-- BEGIN Records for this task --

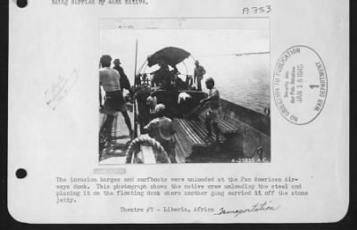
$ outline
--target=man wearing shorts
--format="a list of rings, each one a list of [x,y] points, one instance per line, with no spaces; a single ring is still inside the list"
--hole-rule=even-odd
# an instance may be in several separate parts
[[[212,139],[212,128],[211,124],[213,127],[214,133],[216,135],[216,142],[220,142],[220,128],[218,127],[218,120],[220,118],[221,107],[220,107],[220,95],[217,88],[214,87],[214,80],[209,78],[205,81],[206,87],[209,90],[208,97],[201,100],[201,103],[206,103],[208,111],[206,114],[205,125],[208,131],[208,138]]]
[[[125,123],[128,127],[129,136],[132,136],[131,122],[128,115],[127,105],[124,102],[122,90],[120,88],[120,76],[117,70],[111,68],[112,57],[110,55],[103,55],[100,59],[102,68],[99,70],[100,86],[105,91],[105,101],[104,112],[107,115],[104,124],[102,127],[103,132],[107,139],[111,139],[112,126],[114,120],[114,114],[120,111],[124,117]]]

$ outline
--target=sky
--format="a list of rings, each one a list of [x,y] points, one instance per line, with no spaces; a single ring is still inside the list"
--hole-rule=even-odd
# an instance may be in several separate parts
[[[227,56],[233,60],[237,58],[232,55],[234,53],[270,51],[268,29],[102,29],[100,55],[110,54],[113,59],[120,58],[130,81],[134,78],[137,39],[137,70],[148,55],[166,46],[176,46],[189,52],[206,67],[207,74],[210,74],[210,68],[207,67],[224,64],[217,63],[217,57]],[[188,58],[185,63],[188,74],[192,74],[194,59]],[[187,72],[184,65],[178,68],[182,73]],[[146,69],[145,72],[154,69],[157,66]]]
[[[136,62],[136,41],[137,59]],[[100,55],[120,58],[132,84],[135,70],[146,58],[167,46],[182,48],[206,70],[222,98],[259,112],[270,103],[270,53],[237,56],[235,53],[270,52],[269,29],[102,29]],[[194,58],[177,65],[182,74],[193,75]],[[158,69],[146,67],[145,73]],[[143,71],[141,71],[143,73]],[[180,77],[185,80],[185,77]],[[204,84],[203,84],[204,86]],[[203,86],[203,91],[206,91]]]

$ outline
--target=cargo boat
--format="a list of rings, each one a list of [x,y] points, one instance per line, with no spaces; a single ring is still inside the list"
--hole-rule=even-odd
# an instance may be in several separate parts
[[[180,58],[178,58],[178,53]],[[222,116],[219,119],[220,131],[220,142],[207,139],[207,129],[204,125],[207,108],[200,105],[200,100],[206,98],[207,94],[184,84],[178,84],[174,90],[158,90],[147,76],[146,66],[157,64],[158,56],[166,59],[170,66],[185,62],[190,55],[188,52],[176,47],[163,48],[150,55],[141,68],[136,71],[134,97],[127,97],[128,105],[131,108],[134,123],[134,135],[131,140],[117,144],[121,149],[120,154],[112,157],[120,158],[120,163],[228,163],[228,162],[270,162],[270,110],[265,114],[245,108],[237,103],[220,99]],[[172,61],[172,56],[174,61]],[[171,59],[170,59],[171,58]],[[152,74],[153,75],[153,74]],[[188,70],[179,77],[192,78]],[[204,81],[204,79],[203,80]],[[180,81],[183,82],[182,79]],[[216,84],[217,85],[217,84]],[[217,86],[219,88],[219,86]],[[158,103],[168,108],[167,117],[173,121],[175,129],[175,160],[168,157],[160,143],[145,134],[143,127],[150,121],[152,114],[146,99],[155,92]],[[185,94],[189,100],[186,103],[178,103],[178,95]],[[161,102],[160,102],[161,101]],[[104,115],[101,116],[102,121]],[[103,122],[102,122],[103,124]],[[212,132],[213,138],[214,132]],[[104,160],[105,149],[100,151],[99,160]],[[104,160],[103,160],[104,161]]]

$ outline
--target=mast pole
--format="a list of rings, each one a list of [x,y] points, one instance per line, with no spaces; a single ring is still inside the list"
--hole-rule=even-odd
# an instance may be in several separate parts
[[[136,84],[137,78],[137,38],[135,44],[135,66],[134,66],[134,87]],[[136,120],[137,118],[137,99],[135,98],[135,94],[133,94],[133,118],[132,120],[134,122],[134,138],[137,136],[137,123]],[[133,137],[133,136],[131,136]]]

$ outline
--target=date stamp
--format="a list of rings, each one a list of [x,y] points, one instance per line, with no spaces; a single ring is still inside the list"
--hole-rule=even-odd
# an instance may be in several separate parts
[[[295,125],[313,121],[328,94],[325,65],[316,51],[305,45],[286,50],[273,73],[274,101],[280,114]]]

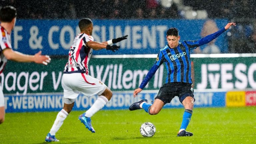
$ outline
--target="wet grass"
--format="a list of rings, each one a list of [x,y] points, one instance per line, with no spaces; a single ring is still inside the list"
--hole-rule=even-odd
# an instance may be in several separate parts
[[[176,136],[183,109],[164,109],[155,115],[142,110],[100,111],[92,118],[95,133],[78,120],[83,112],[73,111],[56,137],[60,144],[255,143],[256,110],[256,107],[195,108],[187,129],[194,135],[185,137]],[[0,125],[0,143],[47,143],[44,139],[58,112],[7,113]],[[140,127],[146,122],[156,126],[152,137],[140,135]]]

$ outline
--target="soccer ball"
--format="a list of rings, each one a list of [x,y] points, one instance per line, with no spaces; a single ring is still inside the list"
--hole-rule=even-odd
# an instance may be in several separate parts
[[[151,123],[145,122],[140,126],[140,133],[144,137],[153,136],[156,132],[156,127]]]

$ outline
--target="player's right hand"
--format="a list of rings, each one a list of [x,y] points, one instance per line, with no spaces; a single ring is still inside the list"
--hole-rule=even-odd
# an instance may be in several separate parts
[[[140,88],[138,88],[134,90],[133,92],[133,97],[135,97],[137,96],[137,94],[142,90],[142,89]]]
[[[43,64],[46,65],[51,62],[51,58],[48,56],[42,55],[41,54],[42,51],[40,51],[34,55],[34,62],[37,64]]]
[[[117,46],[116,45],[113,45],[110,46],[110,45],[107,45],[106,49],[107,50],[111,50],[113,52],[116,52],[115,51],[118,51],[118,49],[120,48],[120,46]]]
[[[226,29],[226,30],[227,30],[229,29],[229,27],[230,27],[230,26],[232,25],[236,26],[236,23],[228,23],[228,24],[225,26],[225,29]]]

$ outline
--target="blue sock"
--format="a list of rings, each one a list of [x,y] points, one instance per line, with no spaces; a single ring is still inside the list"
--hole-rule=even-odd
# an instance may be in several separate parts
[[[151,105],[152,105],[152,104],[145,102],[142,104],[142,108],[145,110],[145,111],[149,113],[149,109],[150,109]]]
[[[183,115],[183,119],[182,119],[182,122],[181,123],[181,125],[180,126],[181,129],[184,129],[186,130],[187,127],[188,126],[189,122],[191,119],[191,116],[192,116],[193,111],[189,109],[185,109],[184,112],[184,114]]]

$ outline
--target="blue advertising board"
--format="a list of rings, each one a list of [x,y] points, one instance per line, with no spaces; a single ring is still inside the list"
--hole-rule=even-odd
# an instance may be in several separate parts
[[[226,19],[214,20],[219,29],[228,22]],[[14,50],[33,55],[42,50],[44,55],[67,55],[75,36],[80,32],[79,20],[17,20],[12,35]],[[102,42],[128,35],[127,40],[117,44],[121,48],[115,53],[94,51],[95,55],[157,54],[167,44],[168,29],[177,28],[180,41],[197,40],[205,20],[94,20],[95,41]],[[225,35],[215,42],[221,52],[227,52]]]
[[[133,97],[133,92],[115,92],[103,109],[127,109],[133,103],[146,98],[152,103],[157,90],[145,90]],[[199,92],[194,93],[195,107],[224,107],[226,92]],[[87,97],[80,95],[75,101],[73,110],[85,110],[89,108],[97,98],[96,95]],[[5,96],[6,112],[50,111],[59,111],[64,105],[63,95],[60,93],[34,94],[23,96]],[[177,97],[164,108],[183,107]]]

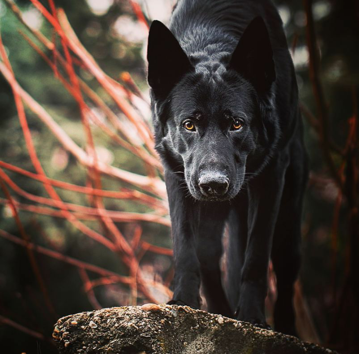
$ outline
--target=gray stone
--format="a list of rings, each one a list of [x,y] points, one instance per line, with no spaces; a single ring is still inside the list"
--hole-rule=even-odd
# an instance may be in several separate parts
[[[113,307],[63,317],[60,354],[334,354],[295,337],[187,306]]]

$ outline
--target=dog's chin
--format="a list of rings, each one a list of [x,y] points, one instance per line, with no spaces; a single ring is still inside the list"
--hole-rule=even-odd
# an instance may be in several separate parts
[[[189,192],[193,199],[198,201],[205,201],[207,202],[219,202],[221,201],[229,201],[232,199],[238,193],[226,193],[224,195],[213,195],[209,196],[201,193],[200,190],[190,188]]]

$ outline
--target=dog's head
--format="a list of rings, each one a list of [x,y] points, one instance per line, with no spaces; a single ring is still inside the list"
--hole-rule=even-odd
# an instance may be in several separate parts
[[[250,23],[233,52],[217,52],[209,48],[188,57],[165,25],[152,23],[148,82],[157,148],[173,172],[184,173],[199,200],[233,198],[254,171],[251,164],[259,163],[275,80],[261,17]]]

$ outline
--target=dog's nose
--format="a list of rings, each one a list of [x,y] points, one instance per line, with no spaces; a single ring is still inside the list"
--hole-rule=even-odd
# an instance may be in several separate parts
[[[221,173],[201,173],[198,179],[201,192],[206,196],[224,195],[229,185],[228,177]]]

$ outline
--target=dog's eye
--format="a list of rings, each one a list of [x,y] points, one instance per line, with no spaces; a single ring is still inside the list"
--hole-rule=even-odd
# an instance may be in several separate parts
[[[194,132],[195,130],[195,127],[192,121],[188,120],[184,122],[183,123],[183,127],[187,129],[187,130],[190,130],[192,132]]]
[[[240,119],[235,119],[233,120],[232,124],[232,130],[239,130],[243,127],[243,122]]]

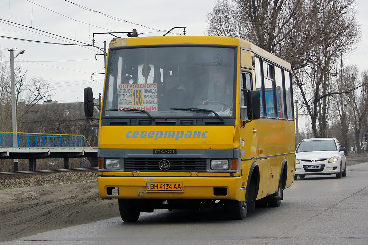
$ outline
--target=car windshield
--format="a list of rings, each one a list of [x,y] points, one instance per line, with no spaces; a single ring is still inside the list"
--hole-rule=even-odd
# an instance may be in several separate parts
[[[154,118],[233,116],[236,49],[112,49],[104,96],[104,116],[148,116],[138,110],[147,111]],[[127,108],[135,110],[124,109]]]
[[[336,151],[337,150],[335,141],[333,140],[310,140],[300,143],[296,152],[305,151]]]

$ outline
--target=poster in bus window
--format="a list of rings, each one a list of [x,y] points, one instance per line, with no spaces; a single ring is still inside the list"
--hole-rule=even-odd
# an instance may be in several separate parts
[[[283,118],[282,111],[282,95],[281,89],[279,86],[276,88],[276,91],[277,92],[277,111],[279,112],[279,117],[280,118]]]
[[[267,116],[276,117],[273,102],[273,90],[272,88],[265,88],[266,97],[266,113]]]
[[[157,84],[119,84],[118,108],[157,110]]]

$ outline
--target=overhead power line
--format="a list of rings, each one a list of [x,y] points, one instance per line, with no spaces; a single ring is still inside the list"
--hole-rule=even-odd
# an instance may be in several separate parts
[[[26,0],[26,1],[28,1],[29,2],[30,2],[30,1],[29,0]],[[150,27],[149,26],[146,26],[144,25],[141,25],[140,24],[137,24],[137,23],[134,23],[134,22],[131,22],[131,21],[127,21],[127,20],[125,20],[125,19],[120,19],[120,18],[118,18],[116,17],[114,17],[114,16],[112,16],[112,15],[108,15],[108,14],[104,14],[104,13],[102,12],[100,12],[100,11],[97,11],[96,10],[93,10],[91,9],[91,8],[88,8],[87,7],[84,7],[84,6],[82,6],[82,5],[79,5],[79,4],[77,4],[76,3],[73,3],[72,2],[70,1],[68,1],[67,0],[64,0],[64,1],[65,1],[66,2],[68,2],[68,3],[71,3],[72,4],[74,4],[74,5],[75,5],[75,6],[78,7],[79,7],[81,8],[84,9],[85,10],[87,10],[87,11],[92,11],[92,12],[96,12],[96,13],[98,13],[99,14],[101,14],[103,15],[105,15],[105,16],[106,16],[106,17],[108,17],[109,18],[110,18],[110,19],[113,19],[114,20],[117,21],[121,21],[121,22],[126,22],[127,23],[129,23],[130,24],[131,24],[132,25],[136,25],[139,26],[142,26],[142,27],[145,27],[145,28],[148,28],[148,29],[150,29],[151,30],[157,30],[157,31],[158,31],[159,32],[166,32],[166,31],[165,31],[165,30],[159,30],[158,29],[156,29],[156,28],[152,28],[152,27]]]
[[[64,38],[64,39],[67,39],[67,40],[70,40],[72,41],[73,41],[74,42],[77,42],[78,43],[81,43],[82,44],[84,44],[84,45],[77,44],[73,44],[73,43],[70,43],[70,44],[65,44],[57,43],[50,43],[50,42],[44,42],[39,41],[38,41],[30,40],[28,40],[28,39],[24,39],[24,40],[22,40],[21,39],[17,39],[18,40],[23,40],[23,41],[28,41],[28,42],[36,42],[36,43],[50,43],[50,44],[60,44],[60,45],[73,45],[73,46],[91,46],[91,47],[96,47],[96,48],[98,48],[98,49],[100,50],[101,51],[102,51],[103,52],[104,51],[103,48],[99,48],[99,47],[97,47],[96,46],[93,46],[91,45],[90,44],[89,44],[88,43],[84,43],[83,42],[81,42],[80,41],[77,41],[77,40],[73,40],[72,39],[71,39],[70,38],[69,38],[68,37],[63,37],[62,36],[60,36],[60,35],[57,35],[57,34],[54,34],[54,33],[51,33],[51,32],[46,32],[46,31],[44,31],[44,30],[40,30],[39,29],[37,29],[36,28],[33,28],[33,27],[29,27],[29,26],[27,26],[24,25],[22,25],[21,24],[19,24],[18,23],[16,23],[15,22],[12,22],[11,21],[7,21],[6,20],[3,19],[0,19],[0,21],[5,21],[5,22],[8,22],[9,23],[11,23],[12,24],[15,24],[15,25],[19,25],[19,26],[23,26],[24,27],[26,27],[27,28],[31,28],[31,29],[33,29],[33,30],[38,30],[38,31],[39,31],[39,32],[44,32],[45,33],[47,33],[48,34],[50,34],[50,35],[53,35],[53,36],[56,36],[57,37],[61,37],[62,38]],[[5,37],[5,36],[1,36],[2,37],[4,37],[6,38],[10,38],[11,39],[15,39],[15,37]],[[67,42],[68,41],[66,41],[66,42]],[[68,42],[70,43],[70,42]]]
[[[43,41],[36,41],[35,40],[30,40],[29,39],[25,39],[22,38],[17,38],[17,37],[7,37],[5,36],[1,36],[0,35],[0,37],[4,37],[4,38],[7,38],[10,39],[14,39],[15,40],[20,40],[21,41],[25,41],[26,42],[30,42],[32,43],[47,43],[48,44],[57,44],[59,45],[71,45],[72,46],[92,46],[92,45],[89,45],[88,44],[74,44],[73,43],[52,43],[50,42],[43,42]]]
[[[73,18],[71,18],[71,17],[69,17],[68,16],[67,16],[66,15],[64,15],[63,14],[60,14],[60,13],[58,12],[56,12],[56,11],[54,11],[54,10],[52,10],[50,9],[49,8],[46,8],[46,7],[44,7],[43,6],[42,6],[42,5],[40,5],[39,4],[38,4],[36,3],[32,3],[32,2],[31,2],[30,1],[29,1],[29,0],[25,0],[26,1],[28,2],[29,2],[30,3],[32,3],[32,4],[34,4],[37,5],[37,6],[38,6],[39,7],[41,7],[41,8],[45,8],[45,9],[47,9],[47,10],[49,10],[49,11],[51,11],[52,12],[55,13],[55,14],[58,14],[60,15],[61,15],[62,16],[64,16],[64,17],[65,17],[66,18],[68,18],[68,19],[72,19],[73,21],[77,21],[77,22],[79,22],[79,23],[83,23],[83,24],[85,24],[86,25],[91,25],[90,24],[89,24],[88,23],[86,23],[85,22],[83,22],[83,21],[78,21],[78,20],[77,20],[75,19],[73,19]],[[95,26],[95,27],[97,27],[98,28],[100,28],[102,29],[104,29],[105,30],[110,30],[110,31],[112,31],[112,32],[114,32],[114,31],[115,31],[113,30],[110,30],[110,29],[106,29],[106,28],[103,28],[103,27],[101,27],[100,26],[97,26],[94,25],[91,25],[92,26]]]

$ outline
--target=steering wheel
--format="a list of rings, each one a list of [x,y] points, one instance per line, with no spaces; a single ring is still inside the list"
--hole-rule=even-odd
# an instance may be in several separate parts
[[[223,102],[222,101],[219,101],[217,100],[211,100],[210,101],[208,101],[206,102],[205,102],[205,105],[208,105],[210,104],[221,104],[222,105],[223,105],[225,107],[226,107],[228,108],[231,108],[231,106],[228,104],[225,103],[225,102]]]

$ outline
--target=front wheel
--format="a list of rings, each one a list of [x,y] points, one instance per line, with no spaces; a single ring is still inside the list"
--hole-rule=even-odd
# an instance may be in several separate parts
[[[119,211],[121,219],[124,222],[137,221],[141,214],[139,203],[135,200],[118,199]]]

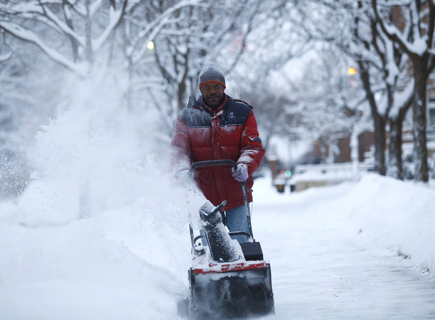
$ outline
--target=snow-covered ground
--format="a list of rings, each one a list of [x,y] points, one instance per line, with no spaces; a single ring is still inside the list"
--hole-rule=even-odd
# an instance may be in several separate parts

-- END Records for this task --

**What you will do:**
How many of the lines above contain the string "wheel", matching case exactly? Reply with the number alone.

**Solution:**
2